▶ [TASK TO CARRY OUT]:
Reproduce each of the following lines verbatim, in the order given.

▶ [DATA FOR THIS TASK]:
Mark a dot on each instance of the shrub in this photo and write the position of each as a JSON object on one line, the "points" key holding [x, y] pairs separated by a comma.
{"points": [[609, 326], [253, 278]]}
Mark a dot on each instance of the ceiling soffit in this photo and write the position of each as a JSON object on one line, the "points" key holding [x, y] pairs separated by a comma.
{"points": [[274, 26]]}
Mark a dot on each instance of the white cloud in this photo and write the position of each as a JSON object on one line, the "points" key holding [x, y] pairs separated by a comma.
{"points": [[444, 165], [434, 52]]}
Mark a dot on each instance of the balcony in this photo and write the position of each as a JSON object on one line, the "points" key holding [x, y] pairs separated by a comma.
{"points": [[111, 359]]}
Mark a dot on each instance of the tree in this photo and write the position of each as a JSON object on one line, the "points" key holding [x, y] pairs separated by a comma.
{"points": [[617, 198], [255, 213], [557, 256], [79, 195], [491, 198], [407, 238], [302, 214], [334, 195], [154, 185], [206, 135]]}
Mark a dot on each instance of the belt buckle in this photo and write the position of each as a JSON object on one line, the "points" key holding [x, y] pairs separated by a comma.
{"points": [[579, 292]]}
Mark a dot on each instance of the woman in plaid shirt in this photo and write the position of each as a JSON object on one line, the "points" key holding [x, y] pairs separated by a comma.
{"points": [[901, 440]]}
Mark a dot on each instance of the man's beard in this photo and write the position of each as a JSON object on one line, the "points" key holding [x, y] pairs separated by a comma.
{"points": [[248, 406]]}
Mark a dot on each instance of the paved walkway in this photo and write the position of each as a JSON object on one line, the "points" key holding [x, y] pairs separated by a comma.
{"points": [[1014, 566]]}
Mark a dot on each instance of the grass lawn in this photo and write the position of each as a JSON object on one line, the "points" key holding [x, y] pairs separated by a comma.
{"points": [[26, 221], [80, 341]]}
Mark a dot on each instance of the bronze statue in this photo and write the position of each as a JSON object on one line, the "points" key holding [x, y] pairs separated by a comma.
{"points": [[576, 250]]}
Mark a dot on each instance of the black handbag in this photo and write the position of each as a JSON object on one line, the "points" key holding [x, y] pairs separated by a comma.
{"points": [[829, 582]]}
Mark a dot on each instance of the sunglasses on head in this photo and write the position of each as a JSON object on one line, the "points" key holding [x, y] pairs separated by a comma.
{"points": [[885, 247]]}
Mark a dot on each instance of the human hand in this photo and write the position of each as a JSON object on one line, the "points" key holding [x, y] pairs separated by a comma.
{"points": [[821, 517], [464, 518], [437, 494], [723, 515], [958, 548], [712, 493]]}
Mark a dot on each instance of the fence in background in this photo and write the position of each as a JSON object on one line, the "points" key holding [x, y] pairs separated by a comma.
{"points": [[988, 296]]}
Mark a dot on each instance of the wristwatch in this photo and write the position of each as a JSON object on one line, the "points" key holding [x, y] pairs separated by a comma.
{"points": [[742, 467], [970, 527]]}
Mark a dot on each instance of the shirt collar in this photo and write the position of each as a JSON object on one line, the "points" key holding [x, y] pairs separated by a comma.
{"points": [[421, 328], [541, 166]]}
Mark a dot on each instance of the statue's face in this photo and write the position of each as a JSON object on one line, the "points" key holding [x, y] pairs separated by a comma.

▶ [ANSWER]:
Mark a dot on each instance of the shrub in this photo and write the position of each as a JSON object on one line, the "points" key holding [x, y] pairs separated by a comma.
{"points": [[609, 326], [253, 278]]}
Mark a dot on each instance of the ceiling soffit in this photo and write the position of each as a JSON object on one line, the "points" key holding [x, y] pairs separated by a comma.
{"points": [[274, 26]]}
Mark a dot on each instance of the white cloud in this photo and write the position of each as a JSON object on one line, the "points" key holding [x, y] pairs separated by a comma.
{"points": [[444, 165], [434, 52]]}
Mark a dot on each instance of the balcony in this photo and write the position of each as a JSON object on one line, the "points" key holding [x, y] pairs separated by a comma.
{"points": [[111, 359]]}
Mark a dot on each instance of the tree in this photo and write the position of each as a JSON object on one line, the "points" key holding [x, y] pairs separated by a comma.
{"points": [[617, 198], [255, 213], [557, 256], [79, 195], [491, 198], [407, 238], [302, 214], [334, 195], [154, 185], [206, 135]]}
Mark a dot on each instance of the belt buckle in this photo and write the position of each as a JSON object on one line, the "points" key holding [x, y] pairs separated by a comma.
{"points": [[579, 292]]}
Mark a dot on each instance of the woman in plaid shirt in this photo and write the position of each as a JSON object on one line, the "points" key holding [x, y] pairs separated by a comma.
{"points": [[901, 440]]}
Mark a dot on each instance of the man's beard in this photo and write the position of each as a JSON object on one line, the "points" key holding [x, y] pairs separated by a comma.
{"points": [[248, 406]]}
Mark a dot on each instance of the paved walkway in this photo and write the position of each as a JSON object on one line, the "points" key holding [x, y] pairs separated by a comma.
{"points": [[1014, 566]]}
Mark a dot on each instance of the grass lawn in this photo and write the position of each as a JSON object on one line, the "points" key holding [x, y] pairs separated by a comma.
{"points": [[26, 221], [80, 341]]}
Mark a dot on each instance of the bronze statue in this photo and write the position of each as a JSON object on one line, the "points" key holding [x, y] pairs separated by a comma.
{"points": [[576, 250]]}
Mark a dot on each instance of the black handbag in this photo and write the position of each as a JSON object on one line, the "points" key holding [x, y] pairs separated by a comma.
{"points": [[829, 582]]}
Mark a dot on each instance of the sunglasses on head in this photo and write the position of each as a JSON object on one line, the "points" key holding [x, y] pairs separated by a comma.
{"points": [[885, 247]]}
Mark a dot on each instance of the human hand in this photo and write the position of each as a JSON object on one line, the "points" key holding [x, y] pairs separated by a comma.
{"points": [[821, 517], [464, 518], [437, 494], [723, 515], [958, 548], [712, 493]]}
Mark a dot on each instance of the fence in background in this photo and write the position of each as a JSON object on one line, the "points" key holding [x, y] pairs separated by a comma.
{"points": [[988, 296]]}
Mark a dot on each instance of the wristwatch in this photo and write the position of each as a JSON object on one line, the "points" key holding [x, y] pairs separated by a comma.
{"points": [[742, 467], [970, 527]]}
Mark a dot on each instance of the shirt collar in this photo and write the position of each as a JSON object on one line, the "points" key holding [x, y] pairs separated by a comma.
{"points": [[421, 328], [541, 166]]}
Mark a dot on each instance of the statue's face in this photo and write the position of each as a JSON object on one line, the "points" key holding [x, y] pairs separated by a comma.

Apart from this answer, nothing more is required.